## Challenge
Copy out the items below, substituting "Label" for each occurrence of "Target" and keeping everything else unchanged.

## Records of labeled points
-------

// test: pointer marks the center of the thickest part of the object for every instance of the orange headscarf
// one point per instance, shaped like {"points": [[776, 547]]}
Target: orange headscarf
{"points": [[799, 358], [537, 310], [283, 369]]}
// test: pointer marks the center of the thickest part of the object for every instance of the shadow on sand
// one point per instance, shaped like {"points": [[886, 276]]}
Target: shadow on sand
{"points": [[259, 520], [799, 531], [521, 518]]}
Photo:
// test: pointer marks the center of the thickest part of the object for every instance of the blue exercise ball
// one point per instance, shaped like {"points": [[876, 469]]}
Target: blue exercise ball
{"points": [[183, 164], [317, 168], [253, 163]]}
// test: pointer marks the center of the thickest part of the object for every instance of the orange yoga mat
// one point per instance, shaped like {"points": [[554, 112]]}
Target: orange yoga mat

-------

## Answer for this exercise
// test: pointer marks the center of the thickest part of the object for every instance of the orange headscarf
// one point per instance, shaped like {"points": [[776, 547]]}
Label: orange headscarf
{"points": [[799, 358], [537, 310], [283, 369]]}
// test: pointer marks the center of the thickest part of the object for every instance of the shadow on sand
// one point per instance, shaped like {"points": [[886, 276]]}
Label: shadow on sand
{"points": [[259, 520], [799, 531], [521, 518]]}
Photo:
// test: pointer marks the center of the thickest part of the object for every instance of the blue exercise ball
// one point per instance, shaped like {"points": [[876, 469]]}
Label: blue exercise ball
{"points": [[183, 164], [317, 168], [253, 163]]}
// test: pointer marks the center of the thickest part of the object for every instance of the orange yoga mat
// one point per instance, shaped like {"points": [[554, 112]]}
Label: orange yoga mat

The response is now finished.